▸ **EXCERPTED TEXT**:

AdLand Suit is Dan Shute, a Board Account Director at Delaney Lund Knox Warren, a top ten London Advertising Agency. This is where I write about the life of a Suit - which can include pretty much anything. Delaney's didn't know I was doing this, but they do now. They still don't agree with everything I say though. They'd also probably rather I swore less.

Wednesday, 22 April 2009

Here's To The Dilution Of Skill-Sets


Don't tell anyone this, but a Suit is often surprised. Beneath the calm, unflappable, pin-stripe (or, increasingly, corduroy) exterior there sits an ever-shifting, ever-reacting mind that deals with each unexpected obstacle or support it comes across. We just don't let it show.

I'm in no way ashamed to admit that it's happened to me on a number of occasions during my career. There was the occasion, early on, when I was a mildly surprised to discover that it wasn't acceptable to wear shorts and flip-flops to work (I've mentioned elsewhere that I arrived in the industry woefully under-educated on the true nature of a Suit). I'll leave you to imagine my reaction when, a couple of years ago, a Creative Director with whom I used to work uttered the immortal line, "D'you know, I sometimes wish this f*cking internet thing had never been invented."

(And breathe.)

▸ **INFORMATION SUPPLIED**:
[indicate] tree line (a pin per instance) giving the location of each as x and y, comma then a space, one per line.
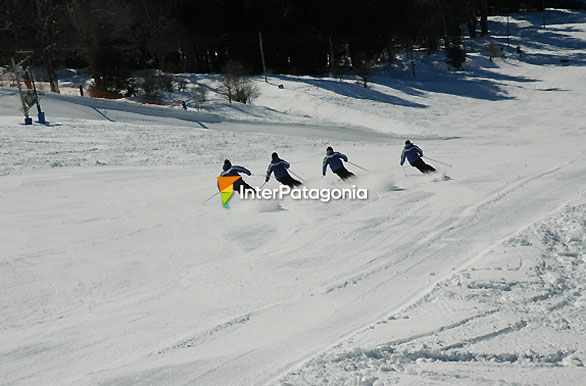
113, 38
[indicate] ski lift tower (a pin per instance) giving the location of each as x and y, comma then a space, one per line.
30, 97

▸ **TASK OBJECTIVE**: Change "corduroy" to "tweed" in the stretch of the blog post from "AdLand Suit is" through "let it show.", and give that stretch again.

▸ **RESPONSE TO THE TASK**:
AdLand Suit is Dan Shute, a Board Account Director at Delaney Lund Knox Warren, a top ten London Advertising Agency. This is where I write about the life of a Suit - which can include pretty much anything. Delaney's didn't know I was doing this, but they do now. They still don't agree with everything I say though. They'd also probably rather I swore less.

Wednesday, 22 April 2009

Here's To The Dilution Of Skill-Sets


Don't tell anyone this, but a Suit is often surprised. Beneath the calm, unflappable, pin-stripe (or, increasingly, tweed) exterior there sits an ever-shifting, ever-reacting mind that deals with each unexpected obstacle or support it comes across. We just don't let it show.